Pull out every line in the rows below that contains the word "standing".

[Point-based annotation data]
-- START --

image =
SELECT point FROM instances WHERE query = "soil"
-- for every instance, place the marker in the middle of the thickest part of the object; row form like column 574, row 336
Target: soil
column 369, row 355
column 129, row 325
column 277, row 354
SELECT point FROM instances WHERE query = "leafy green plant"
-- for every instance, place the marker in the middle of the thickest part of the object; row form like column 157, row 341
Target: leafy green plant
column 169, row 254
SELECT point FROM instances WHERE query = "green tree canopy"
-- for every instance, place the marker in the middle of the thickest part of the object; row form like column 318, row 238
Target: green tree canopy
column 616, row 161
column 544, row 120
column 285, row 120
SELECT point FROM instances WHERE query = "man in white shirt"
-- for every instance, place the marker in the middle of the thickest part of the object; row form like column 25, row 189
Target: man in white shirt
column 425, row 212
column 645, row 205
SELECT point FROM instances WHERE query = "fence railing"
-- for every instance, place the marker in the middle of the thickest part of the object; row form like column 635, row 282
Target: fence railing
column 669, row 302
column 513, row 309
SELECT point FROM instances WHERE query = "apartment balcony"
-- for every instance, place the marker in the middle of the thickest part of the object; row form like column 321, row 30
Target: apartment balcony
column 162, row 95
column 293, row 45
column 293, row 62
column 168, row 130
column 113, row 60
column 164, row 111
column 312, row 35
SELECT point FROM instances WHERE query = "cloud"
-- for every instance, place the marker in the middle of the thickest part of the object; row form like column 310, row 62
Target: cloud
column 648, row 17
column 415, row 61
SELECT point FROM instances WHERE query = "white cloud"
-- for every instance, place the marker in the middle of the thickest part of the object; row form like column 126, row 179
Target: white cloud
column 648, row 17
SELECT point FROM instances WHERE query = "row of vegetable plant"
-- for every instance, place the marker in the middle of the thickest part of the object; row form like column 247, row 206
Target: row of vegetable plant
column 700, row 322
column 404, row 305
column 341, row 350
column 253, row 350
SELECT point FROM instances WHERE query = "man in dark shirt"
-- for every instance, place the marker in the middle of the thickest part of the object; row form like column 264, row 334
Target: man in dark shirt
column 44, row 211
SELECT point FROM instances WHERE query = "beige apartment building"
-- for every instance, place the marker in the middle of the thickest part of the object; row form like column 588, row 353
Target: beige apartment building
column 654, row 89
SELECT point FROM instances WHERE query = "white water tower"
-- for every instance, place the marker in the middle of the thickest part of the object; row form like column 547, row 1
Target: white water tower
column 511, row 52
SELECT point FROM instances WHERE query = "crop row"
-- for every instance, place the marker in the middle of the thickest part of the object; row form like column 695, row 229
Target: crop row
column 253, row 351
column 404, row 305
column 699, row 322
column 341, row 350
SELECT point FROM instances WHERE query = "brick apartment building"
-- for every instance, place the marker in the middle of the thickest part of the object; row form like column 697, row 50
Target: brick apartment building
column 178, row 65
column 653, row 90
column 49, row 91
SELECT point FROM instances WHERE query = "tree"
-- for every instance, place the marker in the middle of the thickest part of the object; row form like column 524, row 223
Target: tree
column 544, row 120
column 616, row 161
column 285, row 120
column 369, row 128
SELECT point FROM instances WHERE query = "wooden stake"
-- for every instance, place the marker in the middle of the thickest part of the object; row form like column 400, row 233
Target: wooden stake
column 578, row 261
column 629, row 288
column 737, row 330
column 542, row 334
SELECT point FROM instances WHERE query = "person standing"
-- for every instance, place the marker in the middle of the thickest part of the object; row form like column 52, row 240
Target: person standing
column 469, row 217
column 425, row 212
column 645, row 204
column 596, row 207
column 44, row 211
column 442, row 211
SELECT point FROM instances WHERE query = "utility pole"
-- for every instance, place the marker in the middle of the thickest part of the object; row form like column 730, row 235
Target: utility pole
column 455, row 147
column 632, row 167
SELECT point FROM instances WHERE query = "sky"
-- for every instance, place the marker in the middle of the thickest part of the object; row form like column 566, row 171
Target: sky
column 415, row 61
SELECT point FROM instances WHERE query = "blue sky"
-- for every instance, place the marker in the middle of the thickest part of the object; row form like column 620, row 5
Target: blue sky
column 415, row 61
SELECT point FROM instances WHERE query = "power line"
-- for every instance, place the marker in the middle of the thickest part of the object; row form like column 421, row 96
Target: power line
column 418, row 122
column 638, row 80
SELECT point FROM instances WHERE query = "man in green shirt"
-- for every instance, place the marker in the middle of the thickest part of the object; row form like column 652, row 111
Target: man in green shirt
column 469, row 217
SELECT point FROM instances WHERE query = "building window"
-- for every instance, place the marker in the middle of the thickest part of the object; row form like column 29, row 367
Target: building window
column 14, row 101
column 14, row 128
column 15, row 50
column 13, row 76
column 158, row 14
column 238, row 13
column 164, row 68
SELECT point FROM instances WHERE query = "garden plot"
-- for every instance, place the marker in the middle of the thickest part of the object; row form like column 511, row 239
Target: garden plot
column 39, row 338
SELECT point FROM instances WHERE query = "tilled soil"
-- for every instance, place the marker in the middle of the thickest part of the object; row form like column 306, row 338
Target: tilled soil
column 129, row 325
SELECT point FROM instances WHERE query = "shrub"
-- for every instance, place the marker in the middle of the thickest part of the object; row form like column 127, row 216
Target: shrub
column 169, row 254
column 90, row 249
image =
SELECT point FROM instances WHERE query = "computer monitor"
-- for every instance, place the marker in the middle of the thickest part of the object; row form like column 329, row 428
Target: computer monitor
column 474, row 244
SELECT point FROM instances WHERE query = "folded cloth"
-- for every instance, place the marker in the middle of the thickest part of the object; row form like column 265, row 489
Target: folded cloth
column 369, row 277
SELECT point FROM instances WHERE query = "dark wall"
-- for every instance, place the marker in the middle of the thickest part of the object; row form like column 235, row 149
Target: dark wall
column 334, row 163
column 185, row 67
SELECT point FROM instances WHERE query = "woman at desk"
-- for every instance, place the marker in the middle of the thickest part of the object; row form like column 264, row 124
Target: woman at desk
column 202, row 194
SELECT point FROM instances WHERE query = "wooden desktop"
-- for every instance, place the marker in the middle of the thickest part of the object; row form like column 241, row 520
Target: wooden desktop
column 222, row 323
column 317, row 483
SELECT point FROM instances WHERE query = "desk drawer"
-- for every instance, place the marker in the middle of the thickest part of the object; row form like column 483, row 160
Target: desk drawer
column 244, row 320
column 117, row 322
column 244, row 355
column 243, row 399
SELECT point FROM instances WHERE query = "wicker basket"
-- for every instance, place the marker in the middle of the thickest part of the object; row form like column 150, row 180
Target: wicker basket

-- END --

# Result for this task
SELECT point FROM instances WHERE query = "person standing"
Target: person standing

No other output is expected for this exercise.